Records of labeled points:
========

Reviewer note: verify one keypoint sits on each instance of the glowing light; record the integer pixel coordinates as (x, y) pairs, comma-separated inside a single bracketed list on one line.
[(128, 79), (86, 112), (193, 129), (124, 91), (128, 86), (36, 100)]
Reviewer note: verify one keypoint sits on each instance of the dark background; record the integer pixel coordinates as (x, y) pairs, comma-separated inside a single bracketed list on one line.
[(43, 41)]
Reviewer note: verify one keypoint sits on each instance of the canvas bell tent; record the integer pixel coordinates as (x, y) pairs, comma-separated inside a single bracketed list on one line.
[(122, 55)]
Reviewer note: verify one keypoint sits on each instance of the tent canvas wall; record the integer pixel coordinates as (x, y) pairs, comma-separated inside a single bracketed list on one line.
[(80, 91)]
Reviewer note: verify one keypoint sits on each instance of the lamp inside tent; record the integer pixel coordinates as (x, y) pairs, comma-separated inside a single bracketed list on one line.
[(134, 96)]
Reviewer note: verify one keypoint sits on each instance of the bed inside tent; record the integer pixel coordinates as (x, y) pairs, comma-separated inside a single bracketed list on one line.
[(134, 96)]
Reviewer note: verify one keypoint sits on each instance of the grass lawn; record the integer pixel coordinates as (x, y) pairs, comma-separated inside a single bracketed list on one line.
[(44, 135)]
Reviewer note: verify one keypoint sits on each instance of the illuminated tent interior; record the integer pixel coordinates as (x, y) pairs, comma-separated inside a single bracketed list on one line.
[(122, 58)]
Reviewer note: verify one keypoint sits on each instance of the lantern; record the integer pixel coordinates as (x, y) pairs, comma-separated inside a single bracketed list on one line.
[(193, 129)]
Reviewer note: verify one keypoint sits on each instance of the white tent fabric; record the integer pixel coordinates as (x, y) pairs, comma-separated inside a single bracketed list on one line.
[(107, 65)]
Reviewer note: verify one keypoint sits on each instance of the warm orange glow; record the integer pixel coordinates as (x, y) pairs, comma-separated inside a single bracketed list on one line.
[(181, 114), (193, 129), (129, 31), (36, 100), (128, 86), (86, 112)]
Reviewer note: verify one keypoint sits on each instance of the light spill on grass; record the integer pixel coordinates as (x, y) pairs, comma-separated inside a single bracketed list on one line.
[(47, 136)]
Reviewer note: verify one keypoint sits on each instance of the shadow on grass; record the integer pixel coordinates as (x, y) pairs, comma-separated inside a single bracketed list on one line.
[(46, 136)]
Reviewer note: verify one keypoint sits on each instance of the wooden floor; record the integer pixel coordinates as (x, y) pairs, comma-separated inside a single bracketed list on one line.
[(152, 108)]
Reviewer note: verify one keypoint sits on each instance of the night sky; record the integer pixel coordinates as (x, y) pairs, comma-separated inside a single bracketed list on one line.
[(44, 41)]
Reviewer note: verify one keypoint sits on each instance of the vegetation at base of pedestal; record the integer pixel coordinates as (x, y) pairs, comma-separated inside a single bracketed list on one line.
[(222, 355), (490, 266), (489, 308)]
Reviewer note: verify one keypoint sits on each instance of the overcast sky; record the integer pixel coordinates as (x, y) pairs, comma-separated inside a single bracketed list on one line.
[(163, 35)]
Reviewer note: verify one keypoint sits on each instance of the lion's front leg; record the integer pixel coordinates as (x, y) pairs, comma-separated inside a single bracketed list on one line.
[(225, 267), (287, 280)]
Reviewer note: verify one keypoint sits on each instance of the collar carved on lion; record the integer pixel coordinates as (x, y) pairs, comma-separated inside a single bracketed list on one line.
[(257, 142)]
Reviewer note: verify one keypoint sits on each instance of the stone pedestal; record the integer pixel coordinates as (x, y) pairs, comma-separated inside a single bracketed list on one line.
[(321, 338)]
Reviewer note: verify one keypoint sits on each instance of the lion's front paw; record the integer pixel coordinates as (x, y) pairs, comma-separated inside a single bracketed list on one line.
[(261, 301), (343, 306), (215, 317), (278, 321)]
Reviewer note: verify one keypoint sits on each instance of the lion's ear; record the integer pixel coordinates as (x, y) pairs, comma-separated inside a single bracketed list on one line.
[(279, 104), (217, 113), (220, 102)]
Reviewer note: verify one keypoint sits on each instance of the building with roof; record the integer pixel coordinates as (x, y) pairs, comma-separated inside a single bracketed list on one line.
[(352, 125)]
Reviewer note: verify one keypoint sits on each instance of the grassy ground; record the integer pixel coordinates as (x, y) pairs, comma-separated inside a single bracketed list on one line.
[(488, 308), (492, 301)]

========

§ Aim: Edit the listing from the line containing "of the lantern;" down to the line containing "[(193, 129)]" by replacing "lantern" with "oil lamp", and give those lines back with nothing else changed.

§ Response:
Reviewer note: verify one keypoint sits on each instance of the oil lamp; record the integer pixel coordinates as (x, y) pairs, comma-separated inside a single bracketed list on one line.
[(193, 129)]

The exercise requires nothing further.